──────── TEXTO

Um espírito de motorista bêbado baixou no meu quintal


Antes de sentar na varanda de minha casinha de sapê e começar a escrever, lembrei-me de jogar milho para as galinhas que ciscavam pelo quintal. Milhos jogados, surgiu diante de mim a imagem um tanto translúcida. Identifiquei como sendo um homem, mais ou menos uns trinta de cinco anos. Gravata arriada, olhar perdido, expressão de embriaguez. Perguntou-me o que estava fazendo ali, naquele quintal, em meio às galinhas.

- Amigo, você está morto. - disse para ele. - E, pela expressão de embriaguez, estava bebendo. Não é mesmo?

- Bebendo... É mesmo, agora me lembro... Eu bebi, e depois, estava voltando para casa...

Não lhe dei tempo de completar a frase:

- Dirigindo, não é mesmo?

- É... é verdade... Eu estava... mas só bebi um pouquinho.

Não era a primeira aparição nesse estado que surgia em meu quintal. Antes, eram poucas, hoje em dia são várias. Dei uma bronca na alma perdida:

- Muito bonito! O senhor deve ter perdido o controle do carro, é claro, e agora está aí, diante de mim, sem saber o que fazer.

- Agora me lembro... Aquela curva... Mas tava tão fácil... Eu bebi tão pouco.

- Mas bebeu o suficiente para morrer.

Tive, assim que terminei a frase, o ímpeto de dar-lhe uns cola-brinco. Mas ele não iria sentir dor nenhuma e deixei para lá. O que não me impediu de dirigir-lhe ásperas palavras: “Valeu à pena?”, “Custava voltar à pé para casa ou pagar um táxi?”, “O que será de seus familiares?”, “Anos de sacrifício que seus pais gastaram para criá-lo, educá-lo, e você joga tudo pelo ralo, ou melhor, pelo gargalo.”

O espírito tentou chorar, mas não tinha lágrimas.

Não sou contra o álcool. Afinal, eu também enfio o pé na jaca quando incorporo no Rogério de Moura, médium cinematográfico. E o coitado do cineasta, que agora está fazendo academia, comendo arroz integral e bebendo chá verde fica furioso.

- Meu filho, você poderia beber tudo o que quisesse, até o coma alcoólico. Mas, pra quê pegar no volante depois?

Mas o espírito do motorista bêbado não se dava por vencido:

- E deixar o meu carro sozinho na esquina do boteco? Jamais!

────────────────
──────── DADOS FORNECIDOS

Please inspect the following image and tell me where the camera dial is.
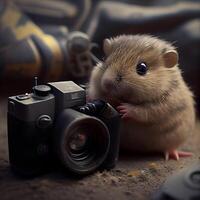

────────────────

— O QUE FAZER —
1. Diga se cada afirmação concorda com o texto sobre o espírito do motorista bêbado: (a) quem narra jogou milho para as galinhas antes de ver a aparição; (b) o espírito chorou muitas lágrimas; (c) era a primeira vez que uma aparição assim surgia no quintal. Responda sim ou não e cite as palavras do texto que decidem.
2. Estenda o texto sobre o espírito do motorista bêbado, começando logo depois da última fala do espírito.
O material foi tirado de outra fonte.

— RESPOSTAS —
1.
(a) Sim: "Milhos jogados, surgiu diante de mim a imagem um tanto translúcida."
(b) Não: "O espírito tentou chorar, mas não tinha lágrimas."
(c) Não: "Não era a primeira aparição nesse estado que surgia em meu quintal."

2.
Quase tudo na vida de uma pessoa depende de suas escolhas, tudo na morte também. Por último, o motorista bêbado recém-falecido pediu-me para incorporar no Rogério, para poder dar seu último adeus à família. Não permiti.

- Vá procurar outro médium, seu pau d'água!

Surgiu uma luz e o espírito, cambaleando, seguiu o facho luminoso e despareceu. Mais um. Dias atrás, outro espírito de motorista bêbado havia surgido no quintal. Era um caminhoneiro que acabara de tomar rebite. Também se lamentava por abandonar a família precocemente. E também levou uma bronca minha.

Houve, confesso, um raro espírito de motorista sóbrio. Tratava-se de uma mulher que havia ido buscar os filhos em um colégio. Parou em fila dupla e, nesse momento, um caminhão - cujo motorista deve também ter tomado umas e outras - perdeu o controle e... E o espírito dela veio me visitar. Não escapou de uma bronca minha, afinal, se não tivesse parado em fila dupla.

“Estacionar no lugar correto é coisa de pobre; rico só estaciona em fila dupla.” Foi o que ela disse antes de seguir a luz e desaparecer.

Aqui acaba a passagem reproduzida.